— START DATA FOR THIS EXERCISE —

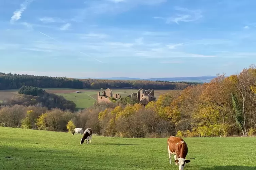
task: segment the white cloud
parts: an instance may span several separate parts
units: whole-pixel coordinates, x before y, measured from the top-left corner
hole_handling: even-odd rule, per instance
[[[124,2],[125,1],[125,0],[108,0],[108,1],[110,2],[113,2],[116,3],[118,3],[119,2]]]
[[[249,26],[248,25],[246,25],[245,26],[244,26],[244,27],[243,27],[244,29],[247,29],[249,28]]]
[[[165,32],[153,32],[147,31],[143,33],[144,36],[166,36],[170,35],[170,33]]]
[[[66,22],[58,18],[53,18],[49,17],[44,17],[39,19],[39,20],[44,23],[65,23]]]
[[[142,37],[140,37],[138,39],[136,39],[135,40],[135,42],[139,45],[143,44],[143,40],[144,38]]]
[[[165,2],[167,0],[108,0],[88,1],[86,7],[80,10],[72,19],[73,21],[82,22],[86,17],[95,15],[116,14],[126,12],[140,5],[154,5]],[[121,3],[122,2],[122,3]]]
[[[68,29],[68,28],[70,25],[71,25],[71,24],[70,23],[67,23],[62,25],[59,29],[61,30],[64,31],[67,30]]]
[[[177,46],[182,46],[183,45],[183,43],[171,44],[167,45],[167,46],[170,49],[174,49]]]
[[[184,63],[184,62],[181,61],[176,60],[165,60],[160,61],[162,64],[182,64]]]
[[[108,37],[109,36],[104,34],[96,34],[90,33],[89,34],[84,34],[80,36],[80,38],[81,39],[104,39]]]
[[[20,4],[20,8],[13,12],[13,15],[11,19],[10,22],[11,24],[18,21],[21,17],[21,15],[24,11],[27,9],[27,7],[34,0],[26,0]]]
[[[53,51],[51,50],[47,50],[41,49],[39,48],[22,48],[23,49],[25,50],[28,50],[29,51],[41,51],[41,52],[52,52]]]
[[[28,28],[28,29],[29,30],[31,31],[34,30],[32,24],[30,24],[29,23],[28,23],[27,22],[22,22],[21,23],[21,24],[23,25],[26,26],[27,28]]]
[[[166,20],[166,23],[170,24],[175,22],[179,24],[181,22],[190,22],[198,20],[203,17],[202,12],[200,10],[192,10],[186,8],[176,7],[174,9],[180,13],[169,18],[154,17],[155,19],[163,19]]]

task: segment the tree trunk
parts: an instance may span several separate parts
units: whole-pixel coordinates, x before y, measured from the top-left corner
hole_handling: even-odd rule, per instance
[[[246,132],[246,124],[245,124],[245,110],[244,108],[244,102],[245,101],[243,100],[243,126],[244,126],[244,133],[246,136],[247,136],[247,133]]]

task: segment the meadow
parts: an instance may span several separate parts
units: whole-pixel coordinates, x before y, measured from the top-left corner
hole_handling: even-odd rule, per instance
[[[167,139],[92,136],[80,145],[80,134],[0,127],[0,169],[178,170],[169,164]],[[256,168],[254,137],[185,138],[185,170]]]
[[[68,88],[47,88],[44,89],[48,92],[62,95],[68,100],[71,100],[76,105],[78,109],[83,109],[93,105],[97,101],[97,92],[100,90],[91,89],[74,89]],[[121,97],[127,96],[132,92],[137,92],[137,90],[131,89],[113,89],[113,93],[119,93]],[[170,90],[157,90],[155,91],[155,96],[158,98],[161,94],[164,93]],[[75,93],[76,91],[83,92]],[[18,90],[0,90],[0,102],[10,99],[18,94]]]

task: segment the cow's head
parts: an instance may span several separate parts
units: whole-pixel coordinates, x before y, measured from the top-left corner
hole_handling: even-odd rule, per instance
[[[82,145],[84,142],[84,140],[83,138],[81,138],[81,140],[80,141],[80,144]]]
[[[184,169],[184,166],[186,163],[187,164],[190,162],[189,160],[186,160],[184,158],[180,157],[178,160],[175,160],[174,162],[178,163],[179,165],[179,170],[183,170]]]

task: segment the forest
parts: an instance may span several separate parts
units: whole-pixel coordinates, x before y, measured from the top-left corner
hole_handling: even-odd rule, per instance
[[[146,107],[128,103],[96,103],[77,112],[36,105],[2,106],[0,124],[65,131],[71,121],[76,127],[90,127],[99,135],[127,137],[254,135],[256,67],[171,90]]]
[[[110,80],[95,79],[79,79],[66,77],[52,77],[0,72],[0,90],[18,89],[23,85],[41,88],[106,89],[133,88],[139,89],[183,89],[197,83],[168,82],[150,81]]]

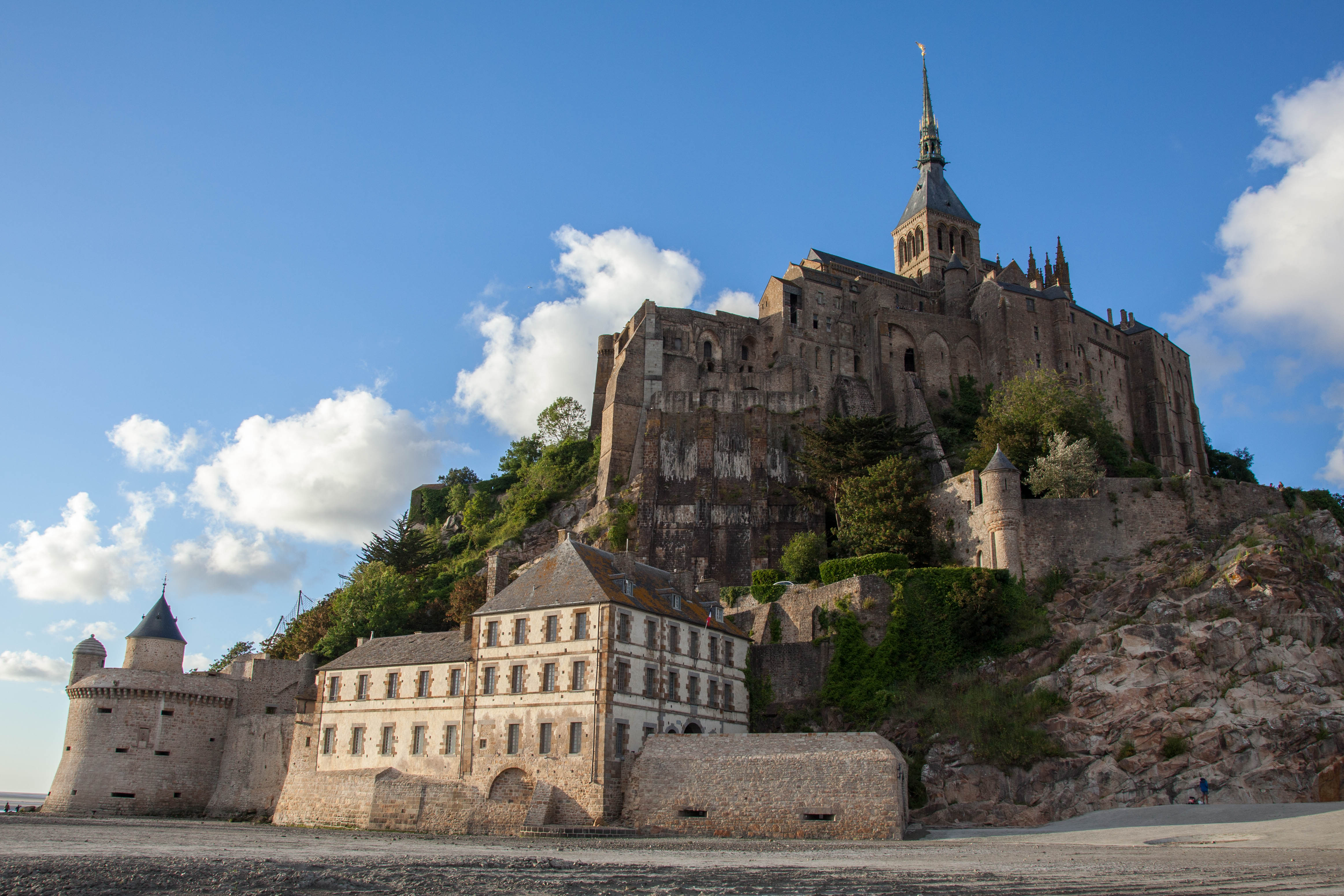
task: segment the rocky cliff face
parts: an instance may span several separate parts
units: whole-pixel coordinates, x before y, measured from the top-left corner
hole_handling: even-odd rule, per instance
[[[997,664],[1071,704],[1031,770],[934,743],[927,825],[1039,825],[1098,809],[1339,799],[1344,533],[1327,512],[1094,564],[1050,603],[1055,641]],[[1077,649],[1077,650],[1074,650]],[[1070,652],[1074,650],[1070,654]],[[1059,665],[1060,657],[1067,660]]]

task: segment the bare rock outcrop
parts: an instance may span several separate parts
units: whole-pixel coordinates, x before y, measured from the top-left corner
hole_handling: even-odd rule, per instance
[[[1339,799],[1344,767],[1344,532],[1279,514],[1222,541],[1154,544],[1075,575],[1048,606],[1056,639],[1000,661],[1070,708],[1067,755],[1003,771],[934,743],[934,826],[1039,825],[1098,809]],[[1070,652],[1073,650],[1071,656]]]

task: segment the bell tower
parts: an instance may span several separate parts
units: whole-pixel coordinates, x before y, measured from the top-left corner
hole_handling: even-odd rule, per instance
[[[919,55],[923,56],[923,44]],[[929,64],[923,64],[923,114],[919,117],[919,181],[915,184],[896,228],[891,231],[896,273],[941,281],[953,257],[980,282],[980,223],[942,176],[948,160],[942,156],[938,118],[929,97]]]

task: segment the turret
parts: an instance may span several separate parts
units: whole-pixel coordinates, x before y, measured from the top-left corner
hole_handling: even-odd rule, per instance
[[[181,657],[187,650],[187,639],[177,630],[177,621],[168,607],[168,587],[126,635],[126,669],[146,669],[149,672],[181,672]]]
[[[87,678],[108,662],[108,649],[98,638],[89,635],[75,645],[70,662],[70,684]]]
[[[980,472],[985,528],[989,532],[989,566],[1023,575],[1021,564],[1021,472],[1000,446]]]

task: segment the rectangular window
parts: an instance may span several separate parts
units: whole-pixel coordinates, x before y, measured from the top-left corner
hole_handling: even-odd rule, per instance
[[[517,752],[517,742],[519,742],[517,731],[519,731],[520,727],[521,725],[519,725],[517,723],[513,723],[513,724],[511,724],[508,727],[508,752],[509,752],[509,755],[513,755],[513,754]]]

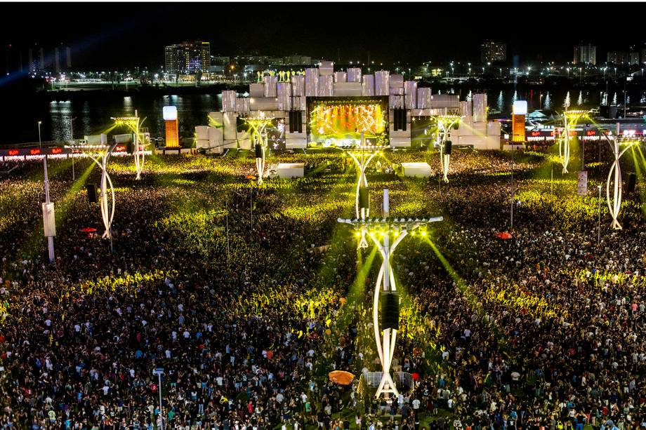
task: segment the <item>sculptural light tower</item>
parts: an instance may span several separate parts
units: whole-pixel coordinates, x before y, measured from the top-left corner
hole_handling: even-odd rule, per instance
[[[361,143],[358,147],[349,148],[348,154],[357,165],[359,177],[357,180],[357,189],[355,193],[355,214],[357,218],[366,218],[370,216],[369,199],[368,199],[368,179],[366,177],[366,169],[370,161],[376,155],[381,154],[381,147],[366,145],[364,133],[361,133]],[[366,239],[366,229],[362,228],[361,239],[359,248],[368,248]]]
[[[384,394],[385,397],[388,397],[390,394],[395,396],[399,395],[397,387],[390,376],[390,365],[395,355],[397,332],[399,329],[399,295],[397,293],[395,274],[390,266],[390,257],[395,253],[397,246],[409,233],[413,233],[415,229],[422,225],[442,220],[442,217],[414,220],[391,218],[389,216],[388,205],[388,190],[384,189],[383,218],[355,218],[352,220],[338,218],[337,220],[338,222],[355,226],[357,231],[362,229],[369,230],[369,235],[379,250],[383,259],[375,284],[372,308],[375,342],[382,367],[381,381],[375,394],[377,398],[382,394]],[[426,234],[426,231],[423,231],[423,234]],[[390,243],[391,238],[393,239],[392,244]],[[383,296],[381,321],[379,318],[380,293]]]
[[[107,162],[112,151],[117,144],[112,144],[111,146],[107,145],[74,145],[74,147],[65,147],[67,148],[74,148],[77,149],[94,161],[95,163],[101,169],[101,183],[100,183],[100,207],[101,218],[103,220],[103,226],[105,227],[105,231],[103,233],[104,238],[107,238],[110,240],[110,248],[112,247],[112,220],[114,218],[114,187],[112,186],[112,180],[107,173]],[[107,186],[110,185],[110,194],[112,197],[108,199]]]
[[[166,107],[164,107],[164,109],[166,109]],[[136,110],[134,116],[121,116],[112,118],[112,119],[114,121],[114,125],[126,126],[134,133],[134,150],[133,154],[135,156],[135,170],[137,172],[137,177],[135,179],[139,180],[141,179],[141,172],[143,171],[145,147],[148,144],[147,142],[145,141],[145,139],[143,138],[142,133],[140,133],[141,126],[146,121],[146,119],[144,118],[140,121],[139,116]]]
[[[265,173],[265,153],[268,147],[267,126],[274,121],[273,117],[265,116],[265,112],[258,112],[254,116],[243,118],[251,127],[251,143],[256,152],[256,169],[258,170],[258,184],[263,184]]]
[[[587,115],[589,111],[587,110],[566,110],[563,112],[563,135],[558,140],[558,159],[563,166],[562,173],[567,173],[567,164],[569,163],[569,141],[572,138],[572,127],[576,124],[576,121],[585,115]]]
[[[435,147],[440,148],[440,168],[442,173],[442,180],[449,182],[449,163],[451,159],[453,144],[449,140],[449,133],[451,129],[459,125],[462,117],[459,115],[436,115],[437,121],[437,136]]]
[[[631,147],[638,145],[640,140],[635,137],[623,137],[617,136],[614,139],[609,137],[605,133],[601,133],[610,145],[612,149],[612,154],[614,155],[614,160],[610,166],[610,171],[608,172],[608,179],[606,180],[606,199],[608,203],[608,210],[610,211],[610,215],[612,217],[612,223],[611,224],[615,230],[621,230],[621,224],[617,220],[619,216],[619,211],[621,209],[621,166],[619,164],[619,159]],[[623,149],[621,147],[624,147]],[[613,184],[612,199],[610,199],[610,183]]]

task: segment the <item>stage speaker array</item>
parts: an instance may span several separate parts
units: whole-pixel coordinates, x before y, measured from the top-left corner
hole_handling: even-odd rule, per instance
[[[453,142],[450,140],[447,140],[444,143],[444,155],[451,155],[451,151],[453,151]]]
[[[637,175],[633,172],[628,174],[628,183],[626,185],[628,192],[631,193],[635,191],[635,184],[637,182]]]
[[[402,130],[406,131],[406,109],[393,109],[393,112],[395,116],[393,119],[395,130]]]
[[[289,111],[289,133],[303,133],[301,111]]]
[[[386,275],[384,275],[386,276]],[[381,292],[381,329],[400,328],[400,293],[397,291]]]
[[[367,187],[359,187],[359,208],[368,209],[370,207],[370,198]]]
[[[86,184],[85,189],[88,192],[88,201],[90,203],[96,203],[96,185],[94,184]]]

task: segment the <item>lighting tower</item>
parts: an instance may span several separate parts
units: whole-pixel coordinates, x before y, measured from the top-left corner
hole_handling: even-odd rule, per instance
[[[122,116],[120,118],[112,118],[111,119],[114,121],[114,125],[126,126],[135,133],[135,148],[133,155],[135,156],[135,170],[137,172],[137,177],[136,179],[138,180],[141,179],[141,172],[143,170],[144,147],[148,143],[147,142],[141,143],[143,139],[141,139],[141,134],[139,133],[139,130],[144,121],[146,121],[146,119],[144,118],[140,121],[139,116],[137,114],[137,111],[136,110],[134,116]]]
[[[619,126],[617,126],[619,128]],[[614,155],[614,161],[610,166],[610,171],[608,172],[608,179],[606,181],[606,199],[608,203],[608,210],[610,211],[610,215],[612,217],[612,228],[615,230],[621,230],[621,224],[617,221],[619,216],[619,210],[621,209],[621,167],[619,165],[619,159],[621,156],[631,147],[638,145],[643,142],[643,138],[635,137],[621,137],[616,136],[611,139],[605,133],[601,135],[605,137],[606,141],[610,145],[612,149],[612,154]],[[624,146],[622,149],[621,147]],[[610,199],[610,182],[613,183],[612,199]]]
[[[357,191],[355,194],[355,214],[357,218],[364,219],[370,216],[369,199],[368,196],[368,179],[366,169],[376,155],[381,154],[381,147],[367,145],[363,132],[361,133],[361,143],[358,147],[348,148],[348,155],[355,161],[359,178],[357,180]],[[361,240],[359,248],[368,248],[366,239],[366,229],[361,229]]]
[[[103,220],[103,225],[105,227],[105,231],[103,237],[107,238],[110,240],[110,249],[112,247],[112,220],[114,218],[114,187],[112,187],[112,180],[110,175],[107,174],[107,161],[110,160],[112,151],[117,144],[112,144],[112,146],[107,145],[74,145],[74,147],[65,147],[66,148],[73,148],[78,149],[84,153],[101,169],[101,217]],[[107,199],[107,185],[110,184],[110,194],[112,200]]]
[[[440,168],[443,175],[442,180],[448,182],[449,163],[453,148],[453,143],[448,140],[449,133],[459,125],[462,116],[446,114],[435,115],[435,118],[437,121],[437,137],[434,146],[440,148]]]
[[[263,175],[265,173],[265,152],[267,150],[267,126],[274,121],[272,116],[265,116],[265,112],[259,112],[255,116],[242,119],[251,126],[251,142],[256,151],[256,168],[258,170],[258,184],[263,184]]]
[[[567,107],[566,107],[567,109]],[[567,173],[567,163],[569,163],[569,140],[572,126],[576,123],[581,116],[589,113],[587,110],[566,110],[563,112],[563,135],[558,140],[558,159],[563,166],[563,173]]]
[[[383,190],[383,214],[382,218],[337,219],[338,222],[353,225],[358,236],[364,229],[370,231],[369,237],[381,254],[383,262],[377,276],[373,298],[372,322],[374,326],[375,342],[379,360],[381,361],[381,379],[375,396],[381,394],[388,397],[389,394],[399,395],[393,377],[390,376],[390,365],[395,354],[397,332],[399,328],[399,295],[395,282],[395,273],[390,265],[390,257],[395,253],[397,245],[409,233],[415,234],[414,231],[422,225],[430,222],[442,221],[442,217],[433,218],[391,218],[388,208],[388,190]],[[426,231],[421,234],[426,236]],[[393,238],[393,244],[390,239]],[[379,295],[382,293],[382,318],[380,329]],[[381,332],[380,332],[381,331]],[[383,337],[382,337],[383,335]]]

— END DATA FOR THIS EXERCISE —

> _TASK TO COMPLETE_: Please pull out every line in the items above that contains the string "tower", and copy each such line in full. Case counts.

> _THE REPLY_:
task: segment the bell tower
task: segment the <item>sculptural light tower</item>
task: segment the <item>lighting tower</item>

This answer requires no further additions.